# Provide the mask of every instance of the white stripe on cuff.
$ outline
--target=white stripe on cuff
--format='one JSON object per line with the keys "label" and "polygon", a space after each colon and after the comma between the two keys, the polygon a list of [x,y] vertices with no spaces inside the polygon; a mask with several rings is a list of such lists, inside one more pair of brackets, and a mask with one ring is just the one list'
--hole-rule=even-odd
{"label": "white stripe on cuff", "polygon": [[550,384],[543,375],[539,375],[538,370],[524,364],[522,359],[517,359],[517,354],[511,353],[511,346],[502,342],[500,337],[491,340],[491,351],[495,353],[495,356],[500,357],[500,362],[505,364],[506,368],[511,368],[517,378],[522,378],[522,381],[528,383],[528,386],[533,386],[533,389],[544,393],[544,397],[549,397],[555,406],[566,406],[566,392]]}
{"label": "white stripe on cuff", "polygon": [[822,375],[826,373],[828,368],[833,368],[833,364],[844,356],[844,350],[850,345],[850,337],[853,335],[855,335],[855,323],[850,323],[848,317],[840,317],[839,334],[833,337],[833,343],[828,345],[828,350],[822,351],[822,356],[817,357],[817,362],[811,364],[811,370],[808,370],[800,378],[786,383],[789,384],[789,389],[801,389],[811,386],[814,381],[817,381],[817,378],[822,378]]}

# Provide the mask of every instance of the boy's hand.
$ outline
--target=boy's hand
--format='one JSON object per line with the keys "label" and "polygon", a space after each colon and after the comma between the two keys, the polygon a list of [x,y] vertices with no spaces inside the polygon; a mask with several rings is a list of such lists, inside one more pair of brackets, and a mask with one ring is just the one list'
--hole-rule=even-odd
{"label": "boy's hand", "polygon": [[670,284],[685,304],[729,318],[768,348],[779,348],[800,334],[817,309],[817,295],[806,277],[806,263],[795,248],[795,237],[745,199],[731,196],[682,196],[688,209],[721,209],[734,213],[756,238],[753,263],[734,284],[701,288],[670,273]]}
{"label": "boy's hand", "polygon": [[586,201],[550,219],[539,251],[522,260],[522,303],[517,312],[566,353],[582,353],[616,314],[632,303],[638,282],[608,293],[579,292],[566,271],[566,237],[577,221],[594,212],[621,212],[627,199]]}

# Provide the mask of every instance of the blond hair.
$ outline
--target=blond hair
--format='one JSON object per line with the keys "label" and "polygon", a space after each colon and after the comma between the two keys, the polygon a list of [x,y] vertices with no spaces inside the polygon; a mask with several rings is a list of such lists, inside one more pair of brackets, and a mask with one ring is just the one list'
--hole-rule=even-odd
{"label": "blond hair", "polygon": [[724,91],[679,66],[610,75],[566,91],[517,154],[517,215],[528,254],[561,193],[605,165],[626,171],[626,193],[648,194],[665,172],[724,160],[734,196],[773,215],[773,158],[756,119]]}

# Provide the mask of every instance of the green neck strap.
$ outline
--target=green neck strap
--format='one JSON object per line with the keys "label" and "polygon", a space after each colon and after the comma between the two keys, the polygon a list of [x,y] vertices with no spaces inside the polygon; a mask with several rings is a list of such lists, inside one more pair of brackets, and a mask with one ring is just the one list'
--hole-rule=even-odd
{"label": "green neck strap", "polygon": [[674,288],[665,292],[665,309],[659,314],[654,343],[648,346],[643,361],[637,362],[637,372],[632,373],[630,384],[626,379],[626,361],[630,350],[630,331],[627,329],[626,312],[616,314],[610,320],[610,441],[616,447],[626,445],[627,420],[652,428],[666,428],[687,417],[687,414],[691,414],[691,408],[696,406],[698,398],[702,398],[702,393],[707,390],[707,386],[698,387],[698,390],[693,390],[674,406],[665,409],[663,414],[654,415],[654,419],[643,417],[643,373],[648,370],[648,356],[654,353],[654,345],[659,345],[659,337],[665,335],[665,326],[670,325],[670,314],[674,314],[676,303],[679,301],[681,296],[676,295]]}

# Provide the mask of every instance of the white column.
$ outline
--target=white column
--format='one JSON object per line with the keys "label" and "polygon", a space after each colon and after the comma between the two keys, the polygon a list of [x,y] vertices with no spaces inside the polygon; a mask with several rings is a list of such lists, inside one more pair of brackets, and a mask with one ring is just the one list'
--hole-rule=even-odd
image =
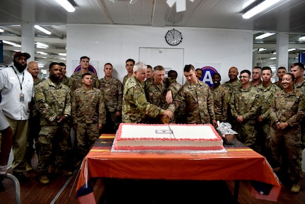
{"label": "white column", "polygon": [[22,52],[30,55],[30,61],[35,61],[35,28],[34,24],[23,24],[21,30],[21,46]]}
{"label": "white column", "polygon": [[289,35],[287,33],[277,34],[277,69],[279,67],[284,67],[287,71],[289,70],[288,67],[289,37]]}

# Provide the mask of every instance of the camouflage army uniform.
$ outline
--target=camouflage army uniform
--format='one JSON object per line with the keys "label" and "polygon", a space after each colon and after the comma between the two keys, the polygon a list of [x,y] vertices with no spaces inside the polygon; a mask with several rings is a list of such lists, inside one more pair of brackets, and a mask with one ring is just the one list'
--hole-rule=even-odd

** Stated goal **
Reproduce all of the items above word for word, leaving out the pictures.

** Exercise solution **
# Provide the mask of every instance of the white stripe on cuff.
$ outline
--target=white stripe on cuff
--format='one JSON object per line with the keys "label" and "polygon", a space after each colon and after the comma between the two keys, the polygon a list of [x,y] vertices with no spaces inside the polygon; a mask with several rings is a list of such lists, inside one more pair of brackets, and a mask with one ring is just the one list'
--hole-rule=even-odd
{"label": "white stripe on cuff", "polygon": [[550,384],[543,375],[539,375],[538,370],[524,364],[522,359],[517,359],[517,354],[511,353],[511,346],[502,342],[500,337],[491,340],[491,351],[495,353],[495,356],[500,357],[500,362],[505,364],[506,368],[511,368],[517,378],[522,378],[522,381],[528,383],[528,386],[533,386],[533,389],[544,393],[544,397],[549,397],[555,406],[566,406],[566,392]]}
{"label": "white stripe on cuff", "polygon": [[822,375],[826,373],[828,368],[833,368],[833,364],[844,356],[844,350],[850,345],[850,337],[853,335],[855,335],[855,323],[850,323],[848,317],[840,317],[839,334],[833,337],[833,343],[828,345],[828,350],[822,351],[822,356],[817,357],[817,362],[811,364],[811,370],[808,370],[800,378],[786,383],[789,384],[789,389],[801,389],[811,386],[814,381],[817,381],[817,378],[822,378]]}

# Provide the mask of every instance of the boy's hand.
$ outline
--target=boy's hand
--format='one JSON object per line with the keys "label" and "polygon", a space after each colon and after the comma between the two keys, the polygon a list of [x,y] vertices with no spaces inside the polygon; a mask with several rings is a list of such lists, inside one more pair of brackets, and a mask with one ring is just the one list'
--hole-rule=even-odd
{"label": "boy's hand", "polygon": [[670,284],[685,304],[729,318],[768,348],[779,348],[800,334],[817,309],[817,295],[806,277],[806,263],[795,248],[795,237],[745,199],[731,196],[682,196],[688,209],[721,209],[734,213],[756,238],[753,263],[734,284],[701,288],[670,273]]}
{"label": "boy's hand", "polygon": [[586,201],[550,219],[539,251],[522,260],[522,303],[517,312],[566,353],[582,353],[616,314],[632,303],[638,282],[608,293],[579,292],[566,271],[566,237],[577,221],[594,212],[621,212],[627,199]]}

# Provide the mask of every instance of the blond hair.
$ outline
--target=blond hair
--format='one JSON object per line with the keys "label" and "polygon", a space after each colon and after the comma between the two keys, the polygon a list of [x,y] vertices with no spaces inside the polygon; a mask with several rings is a list of such lists, inside one more pair of brackets, and a mask with one ring is just the one list'
--hole-rule=even-odd
{"label": "blond hair", "polygon": [[724,91],[679,66],[610,75],[566,91],[517,154],[517,215],[528,254],[561,193],[605,165],[626,171],[626,193],[648,194],[665,172],[724,160],[734,196],[773,215],[773,158],[756,119]]}

# Provide the mask of every instance of the green neck strap.
$ outline
--target=green neck strap
--format='one JSON object per line with the keys "label" and "polygon", a space after each colon and after the comma between the two keys, the polygon a list of [x,y] vertices with no spaces inside the polygon; a mask with several rings is a list of such lists, inside one more pair of brackets, and a mask with one ring is just the one list'
--hole-rule=even-odd
{"label": "green neck strap", "polygon": [[674,288],[665,292],[665,309],[659,314],[654,343],[648,346],[643,361],[637,362],[637,372],[632,373],[630,384],[626,379],[626,361],[630,350],[630,331],[627,329],[626,312],[616,314],[610,320],[610,441],[616,447],[626,445],[627,420],[652,428],[666,428],[687,417],[687,414],[691,414],[691,408],[696,406],[698,398],[702,398],[702,393],[707,390],[707,386],[698,387],[698,390],[693,390],[674,406],[665,409],[663,414],[654,415],[654,419],[643,417],[643,373],[648,370],[648,356],[654,353],[654,345],[659,345],[659,337],[665,335],[665,326],[670,325],[670,314],[674,314],[676,303],[679,301],[681,296],[676,295]]}

# Provide the mask of every instance of the white column.
$ outline
--target=white column
--format='one JSON object per line with the keys "label" and "polygon", a space after each colon and after the comma between the two keys, the polygon a list of [x,y] vertices with no spaces inside the polygon; a mask with several rings is a list of such lists, inside one more pair of brackets, and a mask with one ring is just the one list'
--hole-rule=even-odd
image =
{"label": "white column", "polygon": [[22,52],[30,55],[30,61],[35,61],[35,28],[34,24],[23,24],[21,30],[21,46]]}
{"label": "white column", "polygon": [[289,35],[287,33],[277,34],[277,69],[279,67],[284,67],[287,71],[289,70],[288,67],[289,37]]}

# Provide the mask of every instance of the camouflage army uniform.
$ outline
--target=camouflage army uniform
--format='one JSON object per line with the keys "label" and "polygon", a space after each colon and after the comma between the two keys, the polygon a list of [x,y] vertices with no spaces inside the polygon; a mask with several rings is a list of such lists, inside one more pair of brackets, and a mask with one ring is just the one list'
--hole-rule=even-odd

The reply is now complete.